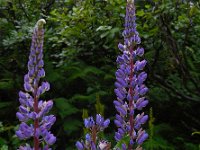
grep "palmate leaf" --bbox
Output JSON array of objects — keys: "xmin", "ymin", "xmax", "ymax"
[
  {"xmin": 144, "ymin": 137, "xmax": 174, "ymax": 150},
  {"xmin": 54, "ymin": 98, "xmax": 79, "ymax": 119},
  {"xmin": 114, "ymin": 135, "xmax": 130, "ymax": 149}
]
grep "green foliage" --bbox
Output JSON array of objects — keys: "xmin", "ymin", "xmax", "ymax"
[{"xmin": 0, "ymin": 0, "xmax": 200, "ymax": 150}]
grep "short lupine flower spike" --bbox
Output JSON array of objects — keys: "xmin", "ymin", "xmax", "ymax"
[
  {"xmin": 16, "ymin": 19, "xmax": 56, "ymax": 150},
  {"xmin": 76, "ymin": 114, "xmax": 111, "ymax": 150},
  {"xmin": 113, "ymin": 0, "xmax": 148, "ymax": 150}
]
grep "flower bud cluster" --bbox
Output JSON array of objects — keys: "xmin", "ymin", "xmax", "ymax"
[
  {"xmin": 113, "ymin": 1, "xmax": 148, "ymax": 150},
  {"xmin": 16, "ymin": 19, "xmax": 56, "ymax": 150},
  {"xmin": 76, "ymin": 114, "xmax": 111, "ymax": 150}
]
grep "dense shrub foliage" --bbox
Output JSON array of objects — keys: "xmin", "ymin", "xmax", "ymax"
[{"xmin": 0, "ymin": 0, "xmax": 200, "ymax": 150}]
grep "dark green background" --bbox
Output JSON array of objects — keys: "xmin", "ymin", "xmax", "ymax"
[{"xmin": 0, "ymin": 0, "xmax": 200, "ymax": 150}]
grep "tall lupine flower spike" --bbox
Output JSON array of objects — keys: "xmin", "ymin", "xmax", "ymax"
[
  {"xmin": 76, "ymin": 114, "xmax": 111, "ymax": 150},
  {"xmin": 114, "ymin": 0, "xmax": 148, "ymax": 150},
  {"xmin": 16, "ymin": 19, "xmax": 56, "ymax": 150}
]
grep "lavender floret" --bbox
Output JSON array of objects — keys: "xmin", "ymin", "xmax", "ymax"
[
  {"xmin": 76, "ymin": 114, "xmax": 111, "ymax": 150},
  {"xmin": 16, "ymin": 19, "xmax": 56, "ymax": 150},
  {"xmin": 113, "ymin": 0, "xmax": 148, "ymax": 149}
]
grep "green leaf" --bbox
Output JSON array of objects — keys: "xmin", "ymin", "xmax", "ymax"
[
  {"xmin": 63, "ymin": 118, "xmax": 82, "ymax": 134},
  {"xmin": 55, "ymin": 98, "xmax": 79, "ymax": 119},
  {"xmin": 115, "ymin": 135, "xmax": 130, "ymax": 148}
]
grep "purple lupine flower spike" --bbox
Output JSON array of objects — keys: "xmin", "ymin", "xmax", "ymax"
[
  {"xmin": 16, "ymin": 19, "xmax": 56, "ymax": 150},
  {"xmin": 76, "ymin": 114, "xmax": 111, "ymax": 150},
  {"xmin": 113, "ymin": 0, "xmax": 148, "ymax": 149}
]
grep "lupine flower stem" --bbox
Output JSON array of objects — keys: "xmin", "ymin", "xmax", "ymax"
[
  {"xmin": 113, "ymin": 0, "xmax": 148, "ymax": 150},
  {"xmin": 129, "ymin": 46, "xmax": 134, "ymax": 150},
  {"xmin": 16, "ymin": 19, "xmax": 56, "ymax": 150},
  {"xmin": 33, "ymin": 87, "xmax": 39, "ymax": 150}
]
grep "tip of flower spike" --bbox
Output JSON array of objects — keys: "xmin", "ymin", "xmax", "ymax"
[
  {"xmin": 127, "ymin": 0, "xmax": 134, "ymax": 3},
  {"xmin": 36, "ymin": 19, "xmax": 46, "ymax": 29}
]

▬▬▬

◆ OBJECTIVE
Count the lines in the material above that contain the string "spike", treating uppercase and lowercase as distinct, and reply with the number alone.

◆ FINISHED TASK
4